Исходный текст:
Но так, повидимому, энергично борясь с пьяницами, Иннокентий совершенно не обнаруживал желания вступать в борьбу с тем первоисточником, откуда шло пьянство.
Когда откупщики чрез гражданскую канцелярию потребовали, чтобы им было разрешено продавать вино не только в монастырских селах, но и близ церквей, то Иннокентий, сославшись вначале на неполучение указаний по сему предмету из синода, довольно быстро уступил и дал требуемое разрешение[234].
Характерен и рассказ жития о том, что на погребение Иннокентия не нашлось после его смерти денег.
Рассказ этот будто бы основан на официальных документах.
Действительно, в синодском архиве хранится донесение комиссии, производившей опись имущества, оставшегося после смерти Иннокентия, в котором упоминается, что денег на его погребение не осталось, но из дальнейшего контекста выясняется, что это произошло потому, что местный губернатор поспешил опечатать имущество владыки и увез к себе в канцелярию.
А в имуществе этом, как видно из описи, было одних золотых свыше 200, не говоря о других монетах, серебряной посуде, дорогих материях и других ценностях.
Таким образом о нищете Иннокентия не может быть и речи[235].

Записи:
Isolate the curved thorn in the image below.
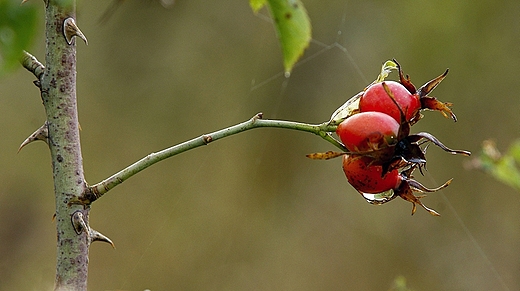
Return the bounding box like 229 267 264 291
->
89 229 116 249
414 132 471 157
70 210 88 235
63 17 88 45
18 121 49 152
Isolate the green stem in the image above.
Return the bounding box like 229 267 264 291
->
84 113 346 203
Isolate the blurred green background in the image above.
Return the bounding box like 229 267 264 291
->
0 0 520 290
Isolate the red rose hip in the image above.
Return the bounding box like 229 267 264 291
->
336 112 399 152
343 155 401 194
359 81 421 123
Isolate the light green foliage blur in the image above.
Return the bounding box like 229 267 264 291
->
472 140 520 191
0 0 520 291
249 0 312 73
0 0 40 77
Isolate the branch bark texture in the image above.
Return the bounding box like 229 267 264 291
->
40 0 89 290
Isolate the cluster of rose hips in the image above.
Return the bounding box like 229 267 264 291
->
310 60 470 216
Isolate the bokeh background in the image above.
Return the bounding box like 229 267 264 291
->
0 0 520 290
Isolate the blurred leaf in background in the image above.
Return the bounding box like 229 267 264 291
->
0 0 38 77
469 140 520 191
249 0 312 73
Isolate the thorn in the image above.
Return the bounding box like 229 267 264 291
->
70 210 89 235
89 229 116 249
63 17 88 45
18 121 49 153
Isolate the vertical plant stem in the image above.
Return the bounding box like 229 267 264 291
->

Выполните задания:
• A. Как кратко, в виде списка, передать абзац текста об Иннокентии, начинающийся словами «Характерен и рассказ жития», сохранив его главные факты?
• B. Продолжите текст об Иннокентии после его последнего предложения.
Записи взяты из другого источника.

Ответы к заданиям:
• A.
- Житие сообщает, что после смерти Иннокентия на его погребение не нашлось денег, и этот рассказ будто бы основан на официальных документах.
- В синодском архиве действительно есть донесение комиссии, описывавшей его имущество, где сказано, что денег на погребение не осталось.
- Из контекста видно, что так вышло потому, что местный губернатор опечатал имущество владыки и увез его к себе в канцелярию.
- По описи в имуществе было свыше 200 золотых, а также другие монеты, серебряная посуда, дорогие материи и иные ценности.
- Следовательно, о нищете Иннокентия не может быть и речи.

• B.
Иаков боровицкий (23 октября), внесенный в синодский «Месяцеслов», как канонизованный к общецерковному празднованию святой, не только никогда не был таковым, но документально известно, что ходатайство о сопричислении его к лику святых было отклонено еще митрополитом московским Макарием в 1544 году и после того не возбуждалось; Иаков галичский (30 мая), Иоанн, Стефан и Петр казанские (24 января и 24 марта), Иулиания вяземская (21 декабря) и Иулиания лазаревская (2 января) даже и не считаются святыми, а просто почитаемыми усопшими; никогда не были канонизованы, хотя и почитаются за святых; Иоанн и Феодор киевские (12 июля), Иоанн московский (3 июля), Иоанн и Феодор суздальские (8 июня и 15 октября), Иоанн угличский (19 мая), Иулиания Ольшанская (6 июля и 22 сентября), Иаков железноборовский (11 апреля и 5 мая), Иаков и Иоанн менюшские (24 июня) и Иоасаф спасокаменский (10 сентября); Иоанн и Прокопий устюжские хотя и канонизованы собором 1547 года, но празднование им (29 мая и 8 июля) установлено только местное, а не общецерковное[236].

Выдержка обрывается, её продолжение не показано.